EXERCISE> Please quote verbatim the part of the records that opens with the line containing "Task: Where can the light textured" and closes with the line containing "Target: yellow cereal ring", including both of those lines.

ENTRIES SUPPLIED>
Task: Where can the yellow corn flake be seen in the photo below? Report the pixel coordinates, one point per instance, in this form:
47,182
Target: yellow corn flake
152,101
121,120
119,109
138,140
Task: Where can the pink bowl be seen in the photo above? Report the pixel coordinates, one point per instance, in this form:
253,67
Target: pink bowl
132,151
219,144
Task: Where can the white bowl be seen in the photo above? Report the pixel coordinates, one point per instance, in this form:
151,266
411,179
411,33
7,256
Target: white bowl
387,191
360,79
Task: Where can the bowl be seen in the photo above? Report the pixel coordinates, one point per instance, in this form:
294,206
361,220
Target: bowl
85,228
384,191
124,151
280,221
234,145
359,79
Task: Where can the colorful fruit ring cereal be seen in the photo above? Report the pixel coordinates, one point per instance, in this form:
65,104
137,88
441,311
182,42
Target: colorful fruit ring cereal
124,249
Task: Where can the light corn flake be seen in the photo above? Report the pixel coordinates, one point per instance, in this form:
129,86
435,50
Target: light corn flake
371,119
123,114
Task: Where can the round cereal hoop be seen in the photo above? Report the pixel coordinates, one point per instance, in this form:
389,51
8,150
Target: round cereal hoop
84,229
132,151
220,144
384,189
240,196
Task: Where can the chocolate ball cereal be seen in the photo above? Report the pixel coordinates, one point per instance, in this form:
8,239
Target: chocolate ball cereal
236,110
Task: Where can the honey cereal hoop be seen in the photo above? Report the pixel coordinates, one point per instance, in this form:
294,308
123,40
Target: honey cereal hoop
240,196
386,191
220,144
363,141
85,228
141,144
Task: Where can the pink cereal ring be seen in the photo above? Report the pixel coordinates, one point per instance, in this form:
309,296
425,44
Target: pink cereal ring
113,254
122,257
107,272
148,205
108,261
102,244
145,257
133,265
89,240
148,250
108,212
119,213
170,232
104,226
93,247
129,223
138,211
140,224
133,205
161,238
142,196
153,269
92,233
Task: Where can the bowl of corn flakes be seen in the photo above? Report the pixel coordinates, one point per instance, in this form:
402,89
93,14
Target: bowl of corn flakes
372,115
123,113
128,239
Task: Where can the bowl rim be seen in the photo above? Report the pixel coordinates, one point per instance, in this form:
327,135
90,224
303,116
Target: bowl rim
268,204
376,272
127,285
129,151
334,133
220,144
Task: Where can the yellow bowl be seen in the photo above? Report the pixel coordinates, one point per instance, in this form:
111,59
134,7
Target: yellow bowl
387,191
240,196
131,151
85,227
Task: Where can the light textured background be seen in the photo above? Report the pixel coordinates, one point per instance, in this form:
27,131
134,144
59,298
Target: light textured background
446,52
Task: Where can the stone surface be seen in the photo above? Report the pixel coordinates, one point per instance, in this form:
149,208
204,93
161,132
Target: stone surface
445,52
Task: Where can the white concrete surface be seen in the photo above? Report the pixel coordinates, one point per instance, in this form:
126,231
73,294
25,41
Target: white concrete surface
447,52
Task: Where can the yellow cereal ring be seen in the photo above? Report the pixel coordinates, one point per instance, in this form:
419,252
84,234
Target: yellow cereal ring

* * *

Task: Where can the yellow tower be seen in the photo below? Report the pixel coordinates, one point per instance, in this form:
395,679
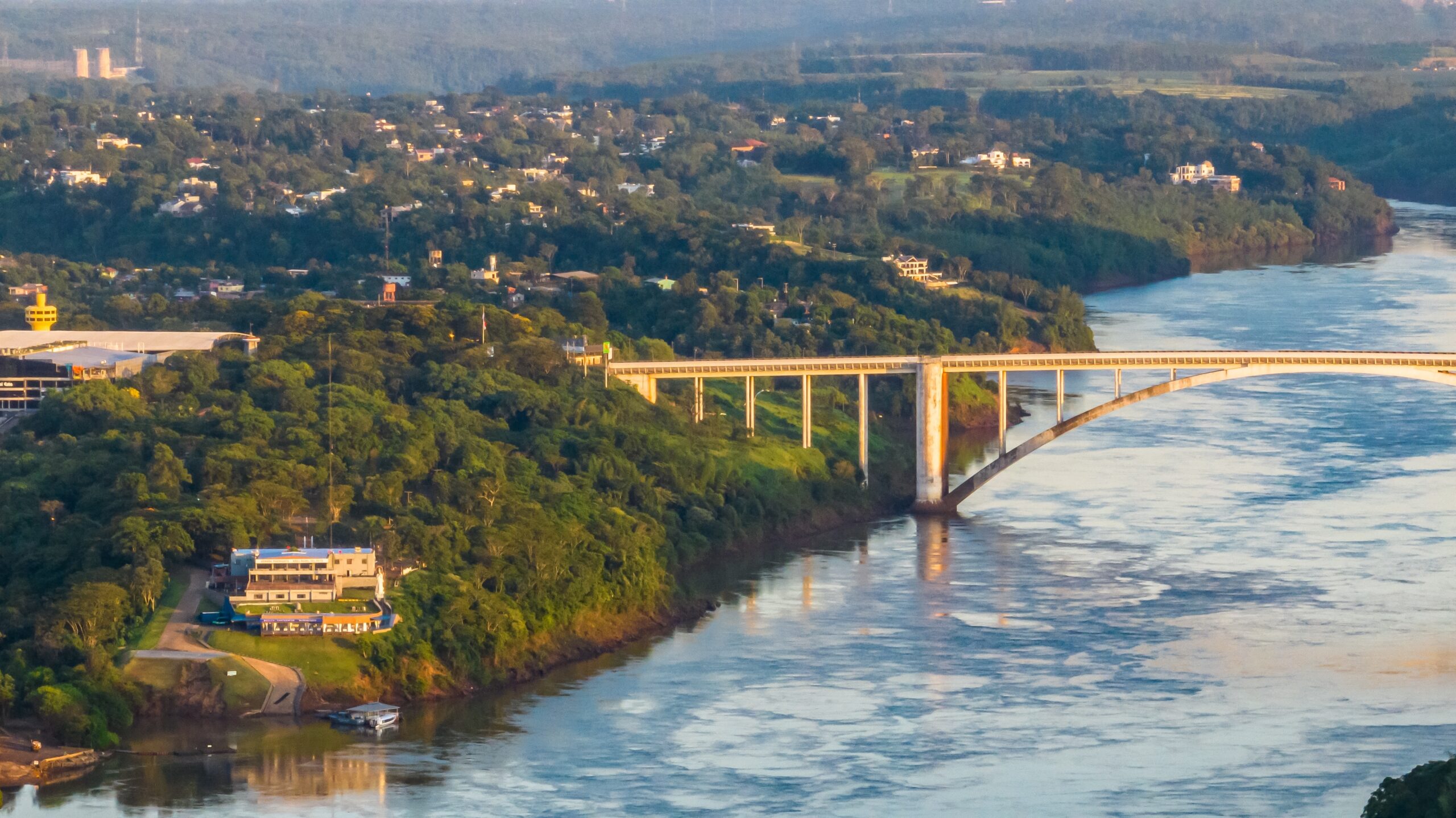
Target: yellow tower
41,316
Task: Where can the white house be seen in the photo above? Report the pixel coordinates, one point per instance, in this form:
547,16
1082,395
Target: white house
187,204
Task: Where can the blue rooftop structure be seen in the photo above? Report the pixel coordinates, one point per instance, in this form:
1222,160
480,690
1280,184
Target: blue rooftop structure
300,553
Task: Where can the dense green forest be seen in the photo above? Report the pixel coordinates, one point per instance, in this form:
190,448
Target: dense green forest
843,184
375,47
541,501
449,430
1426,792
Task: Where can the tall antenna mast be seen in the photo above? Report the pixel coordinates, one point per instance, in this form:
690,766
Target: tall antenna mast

THE SOLUTION>
Task: Where can the light textured background be seen in the photo above? Report the pixel coordinates, one point per instance, in this form:
27,131
134,144
59,298
Target: light textured background
446,52
Task: Where can the stone surface be seen in the photo above? Report the pixel coordinates, one point per instance, in this form:
149,208
204,93
161,132
Target: stone surface
445,52
Task: Where can the white concrete surface be seen in the photo above? Report the pixel coordinates, one point per instance, in this form:
126,231
73,294
25,41
Target: white concrete surface
447,52
Task: Where can the yellow cereal ring be seen in the photo above? Report the pixel coordinates, one point per instance, in this form:
419,252
84,234
Target: yellow cereal ring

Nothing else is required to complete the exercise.